Once a coding scheme has been created for all response options corresponding to all survey questions (variables) requiring them, it is time to enter the data into Microsoft Excel. Data from the College Rating Survey is used to illustrate how to input data. I have already identified all unique response options and have created a coding scheme for the five items to be analyzed in Excel. The items and coding scheme are presented below:

*Note in the table above that some codes refer to combinations of response options. Unfortunately, not all responses in the survey were mutually exclusive or mutually exhaustive (or were not answered in this way). Although not ideal, it was necessary to create and assign additional codes for all unique combinations.

Step 1: For each survey item, provide a name/description at the top of each column. If you choose to provide column headers that are not intrinsically meaningful (ex. QI, Q2), make sure to include a description of each survey item along with your findings. If respondents have been assigned study ID#s, list them in the first column of the spreadsheet. If respondents have not been assigned study ID#s I would strongly urge you to assign them (as they are needed to use Excel’s built-in contingency table function). For the College Ranking Survey data, I have chosen the following column headings and have listed Study ID#s in the rows:

Step #2: Now that the columns of the spreadsheet have been properly labeled, it is time to input the data. The data for each participant should be entered into the row corresponding to their Study ID#. Remember to implement your coding scheme when inputting data. In the first image below I have provided the survey data collected from one of the survey participants (ID #1). In the second image displaying the entire data set, data for this respondent is located in the row directly beneath the column headings (this row is highlighted in blue). I have also included the coding scheme for each survey item below its corresponding column on the spreadsheet.

AVAILABLE DATA
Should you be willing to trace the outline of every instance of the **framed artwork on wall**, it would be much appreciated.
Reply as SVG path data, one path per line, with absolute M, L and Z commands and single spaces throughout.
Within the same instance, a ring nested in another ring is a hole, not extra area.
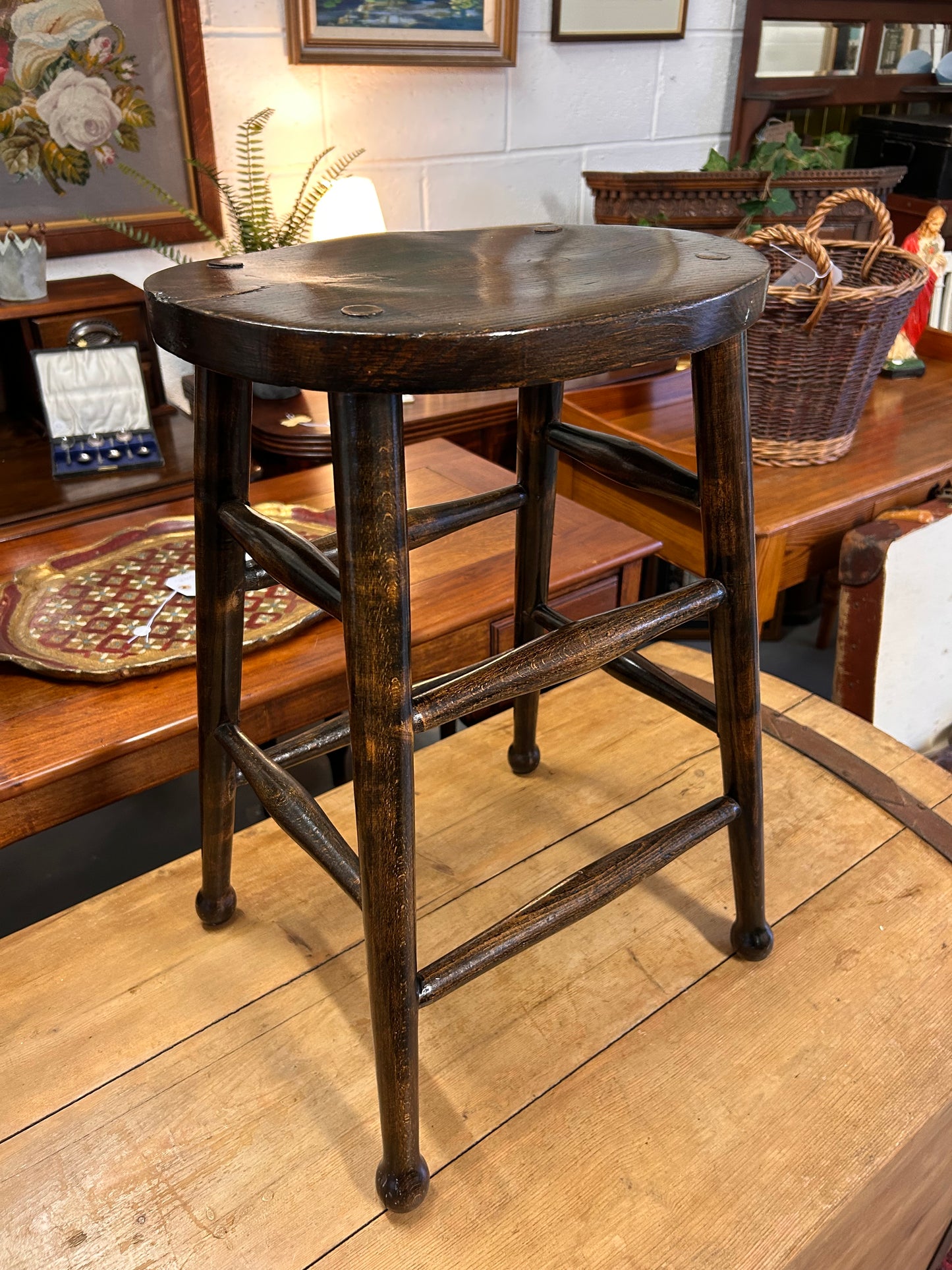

PROBLEMS TO SOLVE
• A. List each instruction that Step 1 of the Excel data-entry text gives for setting up the spreadsheet.
• B. According to the Excel data-entry text, why should respondents be assigned study ID#s?
• C. Write the next part of the Excel data-entry text, picking up after its final sentence.

PER-TASK ANSWERS
• A.
- Provide a name or description at the top of each column for each survey item.
- If the column headers are not intrinsically meaningful (for example, Q1, Q2), include a description of each survey item along with the findings.
- If respondents have been assigned study ID#s, list them in the first column of the spreadsheet.
- If respondents have not been assigned study ID#s, assign them.

• B. They are needed to use Excel's built-in contingency table function.

• C.
Survey Data for Respondent #1

Image 2: Spreadsheet including all Data (Respondent #1’s Coded Responses Highlighted in Blue)

Analyzing the Data

Once all of the survey data has been entered into the spreadsheet we can begin our analysis. Techniques for analyzing and presenting survey data are presented throughout the remainder of this tutorial.

Frequency Distributions

Frequency distributions are a useful way to present and interpret data. A frequency distribution is a numerical display showing the number of cases, and usually the percentage of cases (the relative frequencies), corresponding to each value or group of values of a variable (definition from Schutt p. 454).

To illustrate, I will begin by creating a frequency distribution of the #1 ranked colleges/universities in the College Rating Survey Ranking Task #1. In this item, respondents are asked to rank colleges/universities by their profile characteristics. Symbols were given in lieu of names. I have chosen only to include respondents’ #1 selection.

Data on this variable is located in the Excel spreadsheet in Column D entitled “Highest Rank (Symbols).” We will work through frequency distribution creation step-by-step. Manual instructions (using hand calculations) and Excel-specific instructions (using formulas) are both provided (where applicable). The method you choose to analyze your data will likely be influenced by the size of your data set and your proficiency with Excel.

Step 1: Choose a location in your Microsoft Excel spreadsheet to create your frequency distribution. Give your frequency distribution a title. Include “Value,” “Frequency,” and “Percentage” in your column headings. Beneath “Value,” list all unique response options. Even if values have been re-assigned codes, present them in textual form in your frequency distribution. Include “Total” in the cell beneath your last value.

  • Ex. I have chosen to construct the frequency distribution on the same spreadsheet as the survey findings, beneath the input data and coding scheme. It will begin in cell B18. I provide the title “Frequency Distribution of Highest Rank (Symbols).” I include “Value,” “Frequency,” and “Percentage” in the column headings. Beneath “Value,” I list all four unique survey response options (Harvard, Yale, MIT, Brandeis) in textual form. I include a cell for “Total.”

Step 2 (manual calculation): Count the number of times each value occurs in your data spreadsheet and enter it into the “Frequency” column next to its corresponding value. Include the sum of the frequencies next to “Total.”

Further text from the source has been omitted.